Text to read:
»»

This has been the week where “Joe the Plumber” has literally become a household name. An astounding 59% of voters in these battleground states have heard “a lot” about this story, 83% have heard “a lot” or “some” about this episode.
The 59% “a lot” dwarfs the other stories/thematic elements we are tracking this week.
The campaign’s relentless focus has helped strengthen our margins on the issue of taxes and broadened as well to the attribute of handling the economy and jobs.
3. Our opponent is being correctly perceived as the most liberal nominee in modern times.
In our tracking, now 59% of battleground voters describe Senator Obama as being a “liberal,” a percentage that is higher than previous Democrat losers Gore/Kerry, and significantly higher than for President Clinton and President Carter.
A majority (54%) of voters profile as saying Senator Obama is more liberal than they see themselves politically.
As Senator Obama’s profile as a “liberal” increases, it has helped further erode his support among key sub-groups.
4. Turn-out IS going to go through the roof.
Public Opinion Strategies has been using a 1 to 10 scale to help look at self-described interest in the election since 1993. In 1996, in our last track, 48% of voters described their interest in the election as a “10.” In 2000, the last track was 54% saying “10.” Remarkably, in 2004, our last track had self-described “10s” at 75% of the electorate.
You need to understand we are witnessing a day-to-day trend of serious magnitude as self-described “10s” increase in every roll.
Last night, 81% of voters described their interest in this election as a 10! Wow.
Here is the importance of this number: We have watched as turn-out has gone up in the last three presidential elections from roughly 96 million voters in 1996, to 104 million voters in 2000, to a whopping 122 million voters in 2004.
I now believe turn-out will begin to approach levels not seen since other comparable presidential campaigns in 1960 and 1968.
In today’s terms, that could mean breaking the barrier of 130 million voters!
There is simply no model that begins to know or predict the composition of the electorate at this level of turn-out.
My own view … and our own weights in our surveys … reflect a belief that African American turn-out will be at historic levels, there will be a significant boost with voters 18 to 29 years old, yet the overall high level of turn-out will begin to mute the increase in the percentage these sub-groups represent in the overall electorate.
5. There is more elasticity in this campaign than is imagined.
We have merged all of our interviews over the last three plus weeks to identify undecided and respondents who “refuse to respond” on the ballot question. This can be as high as one out of ten voters, but is generally about eight percent (8%) of the electorate in battleground states.
These voters might generally be non-voters in most cycles. But, in this cycle, 61% describe their interest in the election as a 10. This is higher than the last track among ALL voters in 1996 and 2000.
These voters are older, downscale, more rural, and are certainly economically stressed. They are quite negative about the direction of country and seek change. They voted for Bush over Kerry by a margin of 47% to 24% and this partisan advantage is a critical element to understanding our capacity to “get” these voters.

««

Items:
»»

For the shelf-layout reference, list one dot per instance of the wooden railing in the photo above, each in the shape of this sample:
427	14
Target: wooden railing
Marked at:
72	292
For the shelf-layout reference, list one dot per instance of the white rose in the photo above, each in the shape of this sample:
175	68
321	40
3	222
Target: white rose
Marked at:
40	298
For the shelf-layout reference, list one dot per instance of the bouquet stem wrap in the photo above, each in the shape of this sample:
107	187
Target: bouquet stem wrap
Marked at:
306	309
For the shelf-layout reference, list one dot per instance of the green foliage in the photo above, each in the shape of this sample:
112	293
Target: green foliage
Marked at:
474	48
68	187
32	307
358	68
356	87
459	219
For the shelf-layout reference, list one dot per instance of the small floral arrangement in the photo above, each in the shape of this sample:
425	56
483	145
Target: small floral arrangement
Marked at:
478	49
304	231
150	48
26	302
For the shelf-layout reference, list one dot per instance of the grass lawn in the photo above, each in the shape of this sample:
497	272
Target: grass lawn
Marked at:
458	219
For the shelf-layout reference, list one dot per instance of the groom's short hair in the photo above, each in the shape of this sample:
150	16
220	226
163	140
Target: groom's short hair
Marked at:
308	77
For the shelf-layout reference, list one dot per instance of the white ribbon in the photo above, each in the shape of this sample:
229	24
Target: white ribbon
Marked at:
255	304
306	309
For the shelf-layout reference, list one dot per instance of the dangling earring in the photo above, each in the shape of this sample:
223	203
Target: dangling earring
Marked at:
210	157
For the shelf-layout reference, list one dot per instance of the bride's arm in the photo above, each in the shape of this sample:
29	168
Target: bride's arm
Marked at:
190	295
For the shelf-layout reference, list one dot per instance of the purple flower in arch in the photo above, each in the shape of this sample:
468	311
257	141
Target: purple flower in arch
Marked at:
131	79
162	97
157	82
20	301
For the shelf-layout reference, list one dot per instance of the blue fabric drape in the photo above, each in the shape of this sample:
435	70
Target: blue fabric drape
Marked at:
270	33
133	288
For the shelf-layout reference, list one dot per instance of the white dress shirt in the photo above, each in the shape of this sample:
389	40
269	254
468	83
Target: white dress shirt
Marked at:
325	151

««

Problems and tasks:
• A. Answer these questions from the text on election polling.
(i) What percentage of battleground voters describe Senator Obama as a "liberal"?
(ii) How many voters turned out in 2000?
(iii) By what margin did the undecided and refusing voters choose Bush over Kerry?
• B. Decide whether each statement agrees with the text on election polling. Answer yes or no and quote the words that settle it.
(i) In 1996, 48% of voters rated their interest in the election as a "10."
(ii) Undecided and refusing respondents are generally about ten percent of the electorate in battleground states.
(iii) 83% of battleground voters have heard "a lot" about the "Joe the Plumber" story.
• C. Carry the text on election polling forward from the point where it stops.
The material above stands apart from the text on election polling.

Results for the exercise:
• A.
(i) 59%
(ii) 104 million
(iii) 47% to 24%

• B.
(i) Yes: "In 1996, in our last track, 48% of voters described their interest in the election as a “10.”"
(ii) No: "but is generally about eight percent (8%) of the electorate in battleground states."
(iii) No: "An astounding 59% of voters in these battleground states have heard “a lot” about this story"

• C.
They have significant hesitations about Senator Obama’s experience and judgment.
Given an Obama TV media barrage we have not witnessed since the last candidate to run without public financing, Richard Nixon in 1972, and the daily drumbeat about Obama’s chances, given their demographics, it is my sense these voters WILL vote in this election and WILL break decisively in our direction.
These undecided/refuse to respond voters breaking decisively against Senator Obama mirrors the pattern of the last two months of the Democrat primary season.
When they do break, I believe they will add a net three plus points to our margins.
6. I am becoming more and more convinced Senator Obama “gets what he gets in the tracking.”
Typically a Republican candidate trails among African Americans on a survey by a margin of something like 78% to 14%. As a firm, we consistently warn our clients that on Election Day, they will underperform their polling margins with African American voters. If their tracking says 78% – 18%, they should expect to only carry 8% of the African American vote, as the Democrat candidate will typically carry more than 90% of the African American vote.
Senator Obama’s numbers are different than anything we have ever seen before among African Americans.
In most polls, McCain is losing these African American voters by margins like 97% to 1%.
This means when you see Senator Obama’s number in a survey, it already reflects his significant and full support among African American voters.
Functionally, this means the only undecided/refuse to respond voters are white and Latino.
So, in a state like Indiana where he has recently “led” Senator McCain, in most tracks, Senator Obama is at 46% to 47% of the vote.
I am becoming increasingly persuaded it will be very difficult for Senator Obama to perform much above his percentage of the vote in a state. This puts any number of historically red states very much “in play” and MUCH more competitive than is generally believed by the media. But critically, as Obama drops below 50% in other blue states, some of these states may also becoming back in play as well.